Researchers at Duke University announced a promising new stem cell therapy aimed at osteoarthritis prevention after a joint injury.
The probability of developing arthritis after injury (post-traumatic arthritis – PTA) greatly increases after injury. Currently, the US FDA has not approved any drugs that slow or eliminate the progression of PTA.
However, at Duke researchers are beginning to confirm mesenchmal stem cell (MSCs) therapy in arthritis treatment. The treatment is similar to that which professional athletes and others have been seeking abroad in places like Panama and Germany for the past few years.
In the study, mice sustaining fractures that commonly lead to arthritis were treated with MSCs. “The stem cells were able to prevent post-traumatic arthritis,” said Farshid Guilak, Ph.D., director of orthopaedic research at Duke and senior author of the study.
The study was published on August 10 in Cell Transplantation.
Lead author Brian Diekman, Ph.D said the scientists observed markers of inflammation and noted that the stem cells affected the joint’s inflammatory environment following injury.
“The stem cells changed the levels of certain immune factors, called cytokines, and altered the bone healing response,” stated Diekman.

● Activity 1:
Write out the stem cell article from "The probability of" to "of the study.", swapping "mice" for "rats".
● Activity 2:
State whether each statement agrees with the stem cell article, answering yes or no and quoting the deciding words: (a) The US FDA has approved drugs that slow the progression of PTA. (b) The study appeared in Cell Transplantation. (c) Farshid Guilak is the lead author of the study.
The listing has no connection to the stem cell article.

(Dataset records)

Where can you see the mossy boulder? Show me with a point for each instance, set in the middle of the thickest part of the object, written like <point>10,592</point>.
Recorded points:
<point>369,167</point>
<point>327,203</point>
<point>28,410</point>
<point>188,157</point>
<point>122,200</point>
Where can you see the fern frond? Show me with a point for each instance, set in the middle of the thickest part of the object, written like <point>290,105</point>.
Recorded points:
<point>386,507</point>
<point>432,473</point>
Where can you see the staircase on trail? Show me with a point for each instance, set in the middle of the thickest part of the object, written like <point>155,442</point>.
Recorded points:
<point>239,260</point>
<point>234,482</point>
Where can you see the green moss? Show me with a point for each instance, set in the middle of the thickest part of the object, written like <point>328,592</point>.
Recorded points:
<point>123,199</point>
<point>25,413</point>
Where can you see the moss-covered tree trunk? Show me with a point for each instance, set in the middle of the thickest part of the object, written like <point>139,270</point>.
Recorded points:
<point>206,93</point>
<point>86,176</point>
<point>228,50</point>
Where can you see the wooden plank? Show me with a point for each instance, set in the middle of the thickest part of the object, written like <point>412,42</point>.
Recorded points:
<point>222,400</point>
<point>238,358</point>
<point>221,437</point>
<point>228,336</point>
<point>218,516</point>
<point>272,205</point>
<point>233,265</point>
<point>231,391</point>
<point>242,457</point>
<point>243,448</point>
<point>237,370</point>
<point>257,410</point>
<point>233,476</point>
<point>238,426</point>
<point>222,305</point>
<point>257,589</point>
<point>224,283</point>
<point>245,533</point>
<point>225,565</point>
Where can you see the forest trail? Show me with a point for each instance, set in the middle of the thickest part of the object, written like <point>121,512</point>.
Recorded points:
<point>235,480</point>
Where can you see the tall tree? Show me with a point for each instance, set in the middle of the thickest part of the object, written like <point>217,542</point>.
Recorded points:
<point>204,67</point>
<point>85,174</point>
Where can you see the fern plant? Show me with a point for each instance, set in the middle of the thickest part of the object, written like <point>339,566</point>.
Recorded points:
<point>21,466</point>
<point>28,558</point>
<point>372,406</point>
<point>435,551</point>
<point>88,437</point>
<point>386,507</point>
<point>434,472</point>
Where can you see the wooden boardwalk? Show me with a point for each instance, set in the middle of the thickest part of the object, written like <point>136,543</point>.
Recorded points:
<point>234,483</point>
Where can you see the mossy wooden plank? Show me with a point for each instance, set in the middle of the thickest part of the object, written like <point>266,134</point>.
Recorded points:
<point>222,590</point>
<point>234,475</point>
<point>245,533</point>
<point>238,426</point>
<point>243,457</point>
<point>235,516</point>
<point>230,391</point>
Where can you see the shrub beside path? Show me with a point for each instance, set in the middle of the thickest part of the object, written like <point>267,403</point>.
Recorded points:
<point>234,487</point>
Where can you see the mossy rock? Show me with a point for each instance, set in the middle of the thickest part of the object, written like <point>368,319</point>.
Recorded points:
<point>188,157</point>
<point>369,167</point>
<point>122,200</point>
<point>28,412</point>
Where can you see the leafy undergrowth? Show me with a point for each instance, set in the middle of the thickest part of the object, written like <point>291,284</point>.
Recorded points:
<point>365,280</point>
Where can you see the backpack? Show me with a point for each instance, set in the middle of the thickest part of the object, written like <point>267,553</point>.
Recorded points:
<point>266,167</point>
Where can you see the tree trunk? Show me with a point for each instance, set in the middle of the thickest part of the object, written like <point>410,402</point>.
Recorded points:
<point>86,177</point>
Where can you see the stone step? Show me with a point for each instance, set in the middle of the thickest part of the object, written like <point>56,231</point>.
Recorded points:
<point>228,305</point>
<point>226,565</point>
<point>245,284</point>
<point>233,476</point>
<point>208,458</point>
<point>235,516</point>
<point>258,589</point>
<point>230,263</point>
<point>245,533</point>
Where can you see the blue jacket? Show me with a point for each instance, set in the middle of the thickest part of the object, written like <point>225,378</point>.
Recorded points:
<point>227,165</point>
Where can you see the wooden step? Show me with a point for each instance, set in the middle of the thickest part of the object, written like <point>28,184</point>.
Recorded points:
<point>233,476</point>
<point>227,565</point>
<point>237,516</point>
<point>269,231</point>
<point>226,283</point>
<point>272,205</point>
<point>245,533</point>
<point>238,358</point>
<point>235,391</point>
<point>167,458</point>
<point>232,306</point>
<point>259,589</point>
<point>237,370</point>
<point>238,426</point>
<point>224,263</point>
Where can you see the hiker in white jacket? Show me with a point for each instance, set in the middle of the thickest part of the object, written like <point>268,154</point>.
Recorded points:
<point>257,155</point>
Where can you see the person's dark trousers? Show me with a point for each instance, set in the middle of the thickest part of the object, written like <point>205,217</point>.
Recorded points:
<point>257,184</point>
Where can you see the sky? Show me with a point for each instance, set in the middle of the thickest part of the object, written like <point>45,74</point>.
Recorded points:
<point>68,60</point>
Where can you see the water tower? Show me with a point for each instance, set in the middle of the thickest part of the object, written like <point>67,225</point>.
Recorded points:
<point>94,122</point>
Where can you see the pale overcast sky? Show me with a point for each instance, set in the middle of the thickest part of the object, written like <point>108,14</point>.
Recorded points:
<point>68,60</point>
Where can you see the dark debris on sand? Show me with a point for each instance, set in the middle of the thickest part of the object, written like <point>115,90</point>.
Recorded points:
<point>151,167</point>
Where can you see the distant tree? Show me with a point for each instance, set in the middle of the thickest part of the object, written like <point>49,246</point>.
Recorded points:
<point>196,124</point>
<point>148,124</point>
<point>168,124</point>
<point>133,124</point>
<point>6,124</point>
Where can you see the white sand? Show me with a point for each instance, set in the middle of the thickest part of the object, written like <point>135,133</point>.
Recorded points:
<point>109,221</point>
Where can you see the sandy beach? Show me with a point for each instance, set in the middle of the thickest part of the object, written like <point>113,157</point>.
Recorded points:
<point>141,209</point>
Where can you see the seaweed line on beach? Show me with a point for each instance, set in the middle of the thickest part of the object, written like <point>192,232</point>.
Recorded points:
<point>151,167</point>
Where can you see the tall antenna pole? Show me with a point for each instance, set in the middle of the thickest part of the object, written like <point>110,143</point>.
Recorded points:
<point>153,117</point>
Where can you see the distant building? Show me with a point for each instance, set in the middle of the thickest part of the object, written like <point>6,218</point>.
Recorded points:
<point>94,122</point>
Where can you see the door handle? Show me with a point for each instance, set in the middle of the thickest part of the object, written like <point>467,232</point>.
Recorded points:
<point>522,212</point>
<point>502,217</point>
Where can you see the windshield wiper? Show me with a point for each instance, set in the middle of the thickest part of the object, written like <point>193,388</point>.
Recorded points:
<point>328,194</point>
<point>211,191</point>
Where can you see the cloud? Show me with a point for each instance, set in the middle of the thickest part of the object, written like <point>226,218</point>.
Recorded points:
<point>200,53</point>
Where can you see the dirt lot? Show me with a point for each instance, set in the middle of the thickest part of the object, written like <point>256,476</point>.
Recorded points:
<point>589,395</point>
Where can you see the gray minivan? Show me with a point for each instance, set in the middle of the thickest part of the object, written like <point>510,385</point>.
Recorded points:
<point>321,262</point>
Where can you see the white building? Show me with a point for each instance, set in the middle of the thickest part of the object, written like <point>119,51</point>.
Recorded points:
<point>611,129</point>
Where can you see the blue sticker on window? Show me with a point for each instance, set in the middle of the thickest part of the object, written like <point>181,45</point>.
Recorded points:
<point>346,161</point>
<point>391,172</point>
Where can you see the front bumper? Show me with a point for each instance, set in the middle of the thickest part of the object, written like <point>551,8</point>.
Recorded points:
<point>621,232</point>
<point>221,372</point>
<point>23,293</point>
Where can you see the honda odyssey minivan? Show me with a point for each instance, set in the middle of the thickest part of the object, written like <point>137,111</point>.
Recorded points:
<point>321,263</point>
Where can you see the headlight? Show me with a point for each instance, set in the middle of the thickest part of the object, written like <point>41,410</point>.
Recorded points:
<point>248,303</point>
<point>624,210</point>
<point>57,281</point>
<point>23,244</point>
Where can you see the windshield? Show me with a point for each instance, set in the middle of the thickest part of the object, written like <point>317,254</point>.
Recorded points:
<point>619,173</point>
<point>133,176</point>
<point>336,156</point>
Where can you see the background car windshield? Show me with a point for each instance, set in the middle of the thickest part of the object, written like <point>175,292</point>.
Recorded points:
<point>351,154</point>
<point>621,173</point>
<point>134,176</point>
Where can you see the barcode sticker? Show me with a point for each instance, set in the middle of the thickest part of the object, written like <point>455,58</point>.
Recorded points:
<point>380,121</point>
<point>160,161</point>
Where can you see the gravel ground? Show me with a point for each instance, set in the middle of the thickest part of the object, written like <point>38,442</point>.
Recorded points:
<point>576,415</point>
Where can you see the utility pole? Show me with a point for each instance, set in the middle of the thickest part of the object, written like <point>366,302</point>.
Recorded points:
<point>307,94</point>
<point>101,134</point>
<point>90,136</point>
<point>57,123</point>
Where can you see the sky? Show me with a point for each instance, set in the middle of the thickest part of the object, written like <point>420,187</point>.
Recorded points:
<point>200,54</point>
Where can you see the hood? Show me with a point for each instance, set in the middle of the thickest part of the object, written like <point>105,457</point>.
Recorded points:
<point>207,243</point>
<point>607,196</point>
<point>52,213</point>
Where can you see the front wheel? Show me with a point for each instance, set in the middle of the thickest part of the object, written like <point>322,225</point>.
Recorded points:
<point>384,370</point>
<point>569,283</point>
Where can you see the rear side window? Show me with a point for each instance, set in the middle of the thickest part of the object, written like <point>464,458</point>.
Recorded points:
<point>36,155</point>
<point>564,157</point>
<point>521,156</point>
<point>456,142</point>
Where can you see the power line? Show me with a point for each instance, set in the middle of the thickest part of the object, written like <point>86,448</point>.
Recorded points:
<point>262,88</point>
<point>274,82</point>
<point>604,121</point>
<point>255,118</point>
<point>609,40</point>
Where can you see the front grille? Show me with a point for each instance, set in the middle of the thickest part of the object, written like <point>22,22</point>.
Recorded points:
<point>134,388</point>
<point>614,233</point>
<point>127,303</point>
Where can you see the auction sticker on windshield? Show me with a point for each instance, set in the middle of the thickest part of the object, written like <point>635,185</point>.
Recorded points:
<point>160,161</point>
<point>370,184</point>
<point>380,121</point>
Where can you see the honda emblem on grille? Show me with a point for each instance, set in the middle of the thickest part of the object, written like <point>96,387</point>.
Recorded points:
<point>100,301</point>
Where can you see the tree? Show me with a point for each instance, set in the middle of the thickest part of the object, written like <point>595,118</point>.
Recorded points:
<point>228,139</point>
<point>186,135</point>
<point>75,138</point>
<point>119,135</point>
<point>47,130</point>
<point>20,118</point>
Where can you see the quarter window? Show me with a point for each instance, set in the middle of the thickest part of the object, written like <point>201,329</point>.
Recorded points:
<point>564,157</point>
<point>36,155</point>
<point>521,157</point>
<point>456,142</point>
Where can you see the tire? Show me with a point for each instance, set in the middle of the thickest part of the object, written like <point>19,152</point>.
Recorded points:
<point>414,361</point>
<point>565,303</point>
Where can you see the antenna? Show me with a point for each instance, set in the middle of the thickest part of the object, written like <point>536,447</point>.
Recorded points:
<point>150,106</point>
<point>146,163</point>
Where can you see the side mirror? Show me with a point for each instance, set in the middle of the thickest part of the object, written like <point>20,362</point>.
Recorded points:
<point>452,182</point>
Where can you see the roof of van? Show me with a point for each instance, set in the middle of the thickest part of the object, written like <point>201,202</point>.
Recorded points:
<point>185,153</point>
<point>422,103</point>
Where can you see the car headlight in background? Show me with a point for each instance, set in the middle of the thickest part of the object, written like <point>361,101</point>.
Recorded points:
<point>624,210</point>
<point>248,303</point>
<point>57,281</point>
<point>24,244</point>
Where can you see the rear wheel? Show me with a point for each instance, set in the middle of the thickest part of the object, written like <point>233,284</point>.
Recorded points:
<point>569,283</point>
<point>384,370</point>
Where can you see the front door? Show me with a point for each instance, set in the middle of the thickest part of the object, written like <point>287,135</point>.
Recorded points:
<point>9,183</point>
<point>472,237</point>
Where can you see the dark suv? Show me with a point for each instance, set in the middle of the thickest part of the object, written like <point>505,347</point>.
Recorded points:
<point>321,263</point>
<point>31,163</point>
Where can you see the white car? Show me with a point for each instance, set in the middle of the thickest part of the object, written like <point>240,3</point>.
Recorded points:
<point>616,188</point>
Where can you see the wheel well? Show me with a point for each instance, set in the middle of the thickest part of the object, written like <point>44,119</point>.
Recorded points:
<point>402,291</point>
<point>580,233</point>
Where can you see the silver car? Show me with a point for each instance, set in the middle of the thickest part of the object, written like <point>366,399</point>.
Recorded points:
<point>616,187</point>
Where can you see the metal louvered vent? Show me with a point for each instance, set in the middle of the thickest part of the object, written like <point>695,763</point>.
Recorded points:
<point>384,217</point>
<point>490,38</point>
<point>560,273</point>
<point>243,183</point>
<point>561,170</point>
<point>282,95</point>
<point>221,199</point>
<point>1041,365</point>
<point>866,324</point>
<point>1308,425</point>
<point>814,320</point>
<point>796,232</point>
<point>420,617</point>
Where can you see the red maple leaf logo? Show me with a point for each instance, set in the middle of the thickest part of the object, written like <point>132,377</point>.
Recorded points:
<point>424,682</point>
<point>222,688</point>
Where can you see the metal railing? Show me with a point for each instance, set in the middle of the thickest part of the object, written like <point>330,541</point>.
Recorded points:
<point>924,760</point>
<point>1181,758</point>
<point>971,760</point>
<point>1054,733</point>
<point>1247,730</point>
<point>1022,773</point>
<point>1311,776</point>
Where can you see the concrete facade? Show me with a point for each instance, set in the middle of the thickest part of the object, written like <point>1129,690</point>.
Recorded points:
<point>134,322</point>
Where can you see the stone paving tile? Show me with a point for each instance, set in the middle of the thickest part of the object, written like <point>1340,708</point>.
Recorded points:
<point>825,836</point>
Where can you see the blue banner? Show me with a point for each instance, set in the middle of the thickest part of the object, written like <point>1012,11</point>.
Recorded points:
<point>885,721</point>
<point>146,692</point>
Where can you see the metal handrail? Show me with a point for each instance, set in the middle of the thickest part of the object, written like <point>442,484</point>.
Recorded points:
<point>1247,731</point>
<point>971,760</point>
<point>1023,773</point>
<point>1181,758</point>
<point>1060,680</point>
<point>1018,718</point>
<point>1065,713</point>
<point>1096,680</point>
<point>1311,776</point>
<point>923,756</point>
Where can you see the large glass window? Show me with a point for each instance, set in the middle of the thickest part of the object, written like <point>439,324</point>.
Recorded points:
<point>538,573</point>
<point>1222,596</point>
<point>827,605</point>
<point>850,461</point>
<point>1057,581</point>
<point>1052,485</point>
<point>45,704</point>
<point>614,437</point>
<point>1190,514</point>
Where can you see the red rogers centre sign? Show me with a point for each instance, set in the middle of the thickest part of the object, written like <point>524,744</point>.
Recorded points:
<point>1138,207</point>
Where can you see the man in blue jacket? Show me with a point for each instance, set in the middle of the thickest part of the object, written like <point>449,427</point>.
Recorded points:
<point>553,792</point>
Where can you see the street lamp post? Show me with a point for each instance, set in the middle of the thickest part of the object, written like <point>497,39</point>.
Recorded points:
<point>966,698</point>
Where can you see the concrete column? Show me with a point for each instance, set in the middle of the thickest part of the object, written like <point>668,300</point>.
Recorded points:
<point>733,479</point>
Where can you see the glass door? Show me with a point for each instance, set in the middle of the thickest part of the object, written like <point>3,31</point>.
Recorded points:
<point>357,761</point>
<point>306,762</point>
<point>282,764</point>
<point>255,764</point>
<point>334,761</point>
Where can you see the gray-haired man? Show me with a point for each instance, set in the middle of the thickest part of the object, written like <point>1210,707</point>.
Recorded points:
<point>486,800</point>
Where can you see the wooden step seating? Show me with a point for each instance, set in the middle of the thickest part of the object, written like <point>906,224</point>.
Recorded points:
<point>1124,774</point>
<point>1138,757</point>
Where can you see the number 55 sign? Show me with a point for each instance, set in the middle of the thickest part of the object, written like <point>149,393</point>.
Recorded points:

● Written response 1:
The probability of developing arthritis after injury (post-traumatic arthritis – PTA) greatly increases after injury. Currently, the US FDA has not approved any drugs that slow or eliminate the progression of PTA.
However, at Duke researchers are beginning to confirm mesenchmal stem cell (MSCs) therapy in arthritis treatment. The treatment is similar to that which professional athletes and others have been seeking abroad in places like Panama and Germany for the past few years.
In the study, rats sustaining fractures that commonly lead to arthritis were treated with MSCs. “The stem cells were able to prevent post-traumatic arthritis,” said Farshid Guilak, Ph.D., director of orthopaedic research at Duke and senior author of the study.

● Written response 2:
(a) No: "the US FDA has not approved any drugs that slow or eliminate the progression of PTA."
(b) Yes: "The study was published on August 10 in Cell Transplantation."
(c) No: "senior author of the study" and "Lead author Brian Diekman, Ph.D"